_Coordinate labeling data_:
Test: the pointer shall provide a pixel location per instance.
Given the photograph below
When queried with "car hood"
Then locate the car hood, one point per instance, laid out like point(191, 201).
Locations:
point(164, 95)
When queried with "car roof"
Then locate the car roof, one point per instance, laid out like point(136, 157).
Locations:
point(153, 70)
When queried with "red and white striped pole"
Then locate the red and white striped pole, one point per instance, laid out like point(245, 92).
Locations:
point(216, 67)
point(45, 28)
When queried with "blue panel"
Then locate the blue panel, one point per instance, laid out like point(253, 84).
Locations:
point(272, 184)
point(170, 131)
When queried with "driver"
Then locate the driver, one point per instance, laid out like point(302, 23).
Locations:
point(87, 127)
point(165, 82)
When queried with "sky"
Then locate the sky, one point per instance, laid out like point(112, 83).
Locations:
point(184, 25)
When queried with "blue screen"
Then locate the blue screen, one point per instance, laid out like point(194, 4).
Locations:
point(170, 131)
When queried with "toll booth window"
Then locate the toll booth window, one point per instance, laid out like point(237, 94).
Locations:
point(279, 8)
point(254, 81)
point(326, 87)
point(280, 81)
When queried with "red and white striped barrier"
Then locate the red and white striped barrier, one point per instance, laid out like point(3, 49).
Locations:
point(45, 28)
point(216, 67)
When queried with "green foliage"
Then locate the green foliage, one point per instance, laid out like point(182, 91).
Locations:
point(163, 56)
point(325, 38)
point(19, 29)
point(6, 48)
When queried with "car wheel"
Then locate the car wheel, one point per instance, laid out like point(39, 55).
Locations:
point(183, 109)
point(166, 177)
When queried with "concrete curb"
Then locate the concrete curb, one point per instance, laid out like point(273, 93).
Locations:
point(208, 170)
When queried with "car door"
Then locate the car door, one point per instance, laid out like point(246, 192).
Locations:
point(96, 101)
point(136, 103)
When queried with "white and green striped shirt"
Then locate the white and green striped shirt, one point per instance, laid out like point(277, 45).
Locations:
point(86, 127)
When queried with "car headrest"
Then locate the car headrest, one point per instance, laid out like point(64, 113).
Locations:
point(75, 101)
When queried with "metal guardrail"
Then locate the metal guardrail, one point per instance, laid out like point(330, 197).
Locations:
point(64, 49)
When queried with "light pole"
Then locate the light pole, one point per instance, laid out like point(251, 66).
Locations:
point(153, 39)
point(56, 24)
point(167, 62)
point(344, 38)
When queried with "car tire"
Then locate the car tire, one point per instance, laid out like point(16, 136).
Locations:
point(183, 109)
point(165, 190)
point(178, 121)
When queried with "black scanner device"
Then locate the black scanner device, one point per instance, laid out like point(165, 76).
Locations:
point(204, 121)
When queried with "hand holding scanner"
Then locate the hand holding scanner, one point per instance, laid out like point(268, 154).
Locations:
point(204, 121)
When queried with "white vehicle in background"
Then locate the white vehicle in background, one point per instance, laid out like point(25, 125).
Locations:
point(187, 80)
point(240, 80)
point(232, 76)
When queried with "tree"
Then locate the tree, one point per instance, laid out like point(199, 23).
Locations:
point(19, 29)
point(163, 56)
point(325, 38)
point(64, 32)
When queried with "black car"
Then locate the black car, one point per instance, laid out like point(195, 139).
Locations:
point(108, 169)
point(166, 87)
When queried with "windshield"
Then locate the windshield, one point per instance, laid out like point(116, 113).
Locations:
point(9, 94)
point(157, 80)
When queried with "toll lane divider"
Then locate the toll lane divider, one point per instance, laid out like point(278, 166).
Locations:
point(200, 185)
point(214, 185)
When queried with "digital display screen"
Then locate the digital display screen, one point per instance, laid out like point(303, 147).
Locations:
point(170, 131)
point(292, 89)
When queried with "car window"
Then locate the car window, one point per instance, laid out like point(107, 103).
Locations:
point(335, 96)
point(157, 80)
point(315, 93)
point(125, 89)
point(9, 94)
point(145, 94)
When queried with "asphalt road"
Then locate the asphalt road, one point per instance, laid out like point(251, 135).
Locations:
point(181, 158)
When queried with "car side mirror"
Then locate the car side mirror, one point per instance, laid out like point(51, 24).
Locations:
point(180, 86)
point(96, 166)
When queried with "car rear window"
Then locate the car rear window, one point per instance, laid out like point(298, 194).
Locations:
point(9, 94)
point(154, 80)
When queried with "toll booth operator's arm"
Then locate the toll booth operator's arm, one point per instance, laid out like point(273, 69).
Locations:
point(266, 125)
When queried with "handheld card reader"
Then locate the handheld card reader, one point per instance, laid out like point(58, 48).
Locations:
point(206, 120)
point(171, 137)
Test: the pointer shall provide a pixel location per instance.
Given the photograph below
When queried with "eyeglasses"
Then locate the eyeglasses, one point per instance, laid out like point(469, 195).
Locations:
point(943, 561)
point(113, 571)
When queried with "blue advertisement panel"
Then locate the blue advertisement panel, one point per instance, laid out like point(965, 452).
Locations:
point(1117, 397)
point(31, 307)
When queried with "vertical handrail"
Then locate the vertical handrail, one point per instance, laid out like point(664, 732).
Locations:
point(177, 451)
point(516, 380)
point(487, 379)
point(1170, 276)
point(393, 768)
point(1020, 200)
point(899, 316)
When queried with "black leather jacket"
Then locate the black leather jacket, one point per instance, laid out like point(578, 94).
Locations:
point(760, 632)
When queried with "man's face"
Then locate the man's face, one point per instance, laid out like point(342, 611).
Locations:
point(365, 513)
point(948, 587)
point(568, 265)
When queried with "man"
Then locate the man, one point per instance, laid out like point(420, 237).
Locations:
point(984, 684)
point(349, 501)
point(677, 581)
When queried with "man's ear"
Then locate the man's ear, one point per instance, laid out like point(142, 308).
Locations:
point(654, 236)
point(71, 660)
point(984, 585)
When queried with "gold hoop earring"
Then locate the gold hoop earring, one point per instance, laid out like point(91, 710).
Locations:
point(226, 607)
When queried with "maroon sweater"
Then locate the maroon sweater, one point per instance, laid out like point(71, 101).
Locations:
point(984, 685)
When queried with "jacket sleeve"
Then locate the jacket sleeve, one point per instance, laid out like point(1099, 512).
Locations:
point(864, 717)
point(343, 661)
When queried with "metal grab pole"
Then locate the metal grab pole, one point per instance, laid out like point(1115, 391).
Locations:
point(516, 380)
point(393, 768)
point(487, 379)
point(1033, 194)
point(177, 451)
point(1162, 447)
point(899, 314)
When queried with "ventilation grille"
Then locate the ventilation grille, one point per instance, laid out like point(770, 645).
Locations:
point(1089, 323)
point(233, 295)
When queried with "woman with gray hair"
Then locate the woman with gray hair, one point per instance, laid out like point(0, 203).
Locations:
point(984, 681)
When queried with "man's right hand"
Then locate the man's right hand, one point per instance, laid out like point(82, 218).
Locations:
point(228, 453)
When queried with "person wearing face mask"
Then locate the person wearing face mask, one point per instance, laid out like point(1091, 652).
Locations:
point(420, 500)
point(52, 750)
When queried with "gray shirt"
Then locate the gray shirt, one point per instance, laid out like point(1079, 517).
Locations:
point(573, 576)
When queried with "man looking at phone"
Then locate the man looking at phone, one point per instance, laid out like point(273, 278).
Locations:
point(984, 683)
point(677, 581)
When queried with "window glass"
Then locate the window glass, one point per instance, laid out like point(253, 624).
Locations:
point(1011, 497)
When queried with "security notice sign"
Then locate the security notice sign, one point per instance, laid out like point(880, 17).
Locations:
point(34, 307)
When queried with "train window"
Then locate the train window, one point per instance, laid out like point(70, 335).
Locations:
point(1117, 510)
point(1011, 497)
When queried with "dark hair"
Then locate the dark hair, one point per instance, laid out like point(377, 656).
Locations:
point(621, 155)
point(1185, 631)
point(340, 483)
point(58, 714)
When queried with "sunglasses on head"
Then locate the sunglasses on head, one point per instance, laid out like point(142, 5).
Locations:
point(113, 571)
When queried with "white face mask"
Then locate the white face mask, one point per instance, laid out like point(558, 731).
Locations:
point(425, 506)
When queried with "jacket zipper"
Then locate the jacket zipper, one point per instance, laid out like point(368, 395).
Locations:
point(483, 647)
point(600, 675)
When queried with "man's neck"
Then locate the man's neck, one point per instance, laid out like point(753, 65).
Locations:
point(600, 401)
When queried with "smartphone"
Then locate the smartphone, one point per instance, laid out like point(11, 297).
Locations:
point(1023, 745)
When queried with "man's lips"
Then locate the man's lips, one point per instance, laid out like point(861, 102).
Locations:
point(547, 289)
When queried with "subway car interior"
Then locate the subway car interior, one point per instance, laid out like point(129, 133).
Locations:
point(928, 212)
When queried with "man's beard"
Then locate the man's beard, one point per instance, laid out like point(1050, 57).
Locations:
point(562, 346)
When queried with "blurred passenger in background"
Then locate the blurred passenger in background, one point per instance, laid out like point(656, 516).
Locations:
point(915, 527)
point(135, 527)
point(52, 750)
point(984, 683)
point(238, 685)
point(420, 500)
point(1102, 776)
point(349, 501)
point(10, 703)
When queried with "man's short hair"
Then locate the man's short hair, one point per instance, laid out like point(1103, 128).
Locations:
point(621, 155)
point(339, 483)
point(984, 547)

_WHAT IS ASKED_:
Present the records as a Markdown table with the columns Number and Record line. Cover each line from the first line of the records through the line with "point(6, 48)", both included, and skip blank lines.

_RESPONSE FOR THIS EXERCISE_:
| Number | Record line |
|---|---|
| 1 | Test: the pointer shall provide a pixel location per instance. |
| 2 | Given the photograph below |
| 3 | When queried with "car hood" |
| 4 | Then locate the car hood, one point per instance, laid out like point(191, 201). |
| 5 | Locations: |
| 6 | point(164, 95) |
| 7 | When queried with "car roof" |
| 8 | Then locate the car roof, one point per instance, laid out like point(136, 157). |
| 9 | Locations: |
| 10 | point(153, 70) |
| 11 | When queried with "red and white striped pole" |
| 12 | Then locate the red and white striped pole, one point per instance, laid out like point(245, 92). |
| 13 | Locations: |
| 14 | point(216, 67) |
| 15 | point(45, 28) |
| 16 | When queried with "blue panel" |
| 17 | Then locate the blue panel, one point per instance, laid out like point(253, 84). |
| 18 | Locations: |
| 19 | point(272, 184) |
| 20 | point(170, 131) |
| 21 | When queried with "driver" |
| 22 | Then locate the driver, one point per instance, laid out like point(302, 23). |
| 23 | Locations: |
| 24 | point(87, 127) |
| 25 | point(165, 82) |
| 26 | When queried with "sky" |
| 27 | Then locate the sky, one point per instance, laid out like point(112, 83). |
| 28 | Locations: |
| 29 | point(184, 25) |
| 30 | When queried with "blue screen" |
| 31 | Then locate the blue screen, one point per instance, laid out like point(194, 4). |
| 32 | Locations: |
| 33 | point(170, 131) |
| 34 | When queried with "toll booth window" |
| 35 | Then locate the toll booth window, one point per instance, laid out like point(237, 94). |
| 36 | Locations: |
| 37 | point(279, 8) |
| 38 | point(254, 81) |
| 39 | point(326, 87) |
| 40 | point(280, 81) |
| 41 | When queried with "red and white striped barrier" |
| 42 | Then locate the red and white striped barrier, one point per instance, laid out like point(3, 49). |
| 43 | Locations: |
| 44 | point(45, 28) |
| 45 | point(216, 67) |
| 46 | When queried with "green foliage" |
| 47 | Then locate the green foliage, one point per instance, laid out like point(182, 91). |
| 48 | Locations: |
| 49 | point(163, 56) |
| 50 | point(325, 38) |
| 51 | point(19, 29) |
| 52 | point(6, 48) |